Space archaeologist Sarah Parcak says she’ll use this year’s $1 million TED Prize to create a game that gives players the chance to make real-life discoveries of ancient sites.
The project, known as Global Xplorer, was announced Tuesday night at the TED2016 conference in Vancouver, B.C. It follows through on the TED tradition of giving its prize recipients a million dollars to help one of their dreams come true.
“I wish for us to discover the millions of unknown archaeological sites across the globe,” said Parcak, a professor at the University of Alabama at Birmingham. “By building an online citizen science platform and training a 21st-century army of global explorers, we’ll find and protect the world’s hidden heritage, which contains clues to humankind’s collective resilience and creativity.”
Parcak was chosen to receive the prize last November, in recognition of her use of satellite imagery to look for archaeological sites that have literally been covered by the sands of time.
In 2011, her team at the Laboratory for Global Observation identified 17 potential pyramids in Egypt, plus more than 1,000 forgotten tombs and 3,000 ancient settlements. More recently, the lab has been documenting ancient sites facing destruction due to looting and civil strife in Egypt and the Middle East.
Global Xplorer is due to launch this summer. It’s modeled after earlier citizen-science projects such as Galaxy Zoo and Planet Hunters. After registration, participants would go through an online tutorial and learn how to look for the signs of ruined structures and looting pits in squares of satellite imagery.
The most promising sites to emerge from the crowdsourcing project would be passed on to professionals for further action.
“We’ll be treating sites like human patient data and not revealing GPS points or showing you where your image is on a map,” Parcak said in a TED blog posting. “The data will only be shared with vetted authorities to create a global alarm system to help protect sites around the world.”
Parcak, whose work has been supported by National Geographic and NASA as well as TED, capitalizes on the fictional Indiana Jones character in her fedora and her Twitter handle (@indyfromspace). But she says her wish is to make every fan an Internet Indy.
“A hundred years ago archaeology was for the rich, 50 years ago it was mainly for men, now it is primarily for academics,” she said. “Our goal is to democratize the process of archaeological discovery and allow anyone to participate.”

▶ [Supplied information]
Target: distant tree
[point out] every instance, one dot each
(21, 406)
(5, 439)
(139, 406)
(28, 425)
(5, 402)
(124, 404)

▶ [Task description]
Repeat word for word the part of the article on Sarah Parcak's TED Prize project starting at "The most promising" and ending at "an Internet Indy.".

▶ [Response below]
The most promising sites to emerge from the crowdsourcing project would be passed on to professionals for further action.
“We’ll be treating sites like human patient data and not revealing GPS points or showing you where your image is on a map,” Parcak said in a TED blog posting. “The data will only be shared with vetted authorities to create a global alarm system to help protect sites around the world.”
Parcak, whose work has been supported by National Geographic and NASA as well as TED, capitalizes on the fictional Indiana Jones character in her fedora and her Twitter handle (@indyfromspace). But she says her wish is to make every fan an Internet Indy.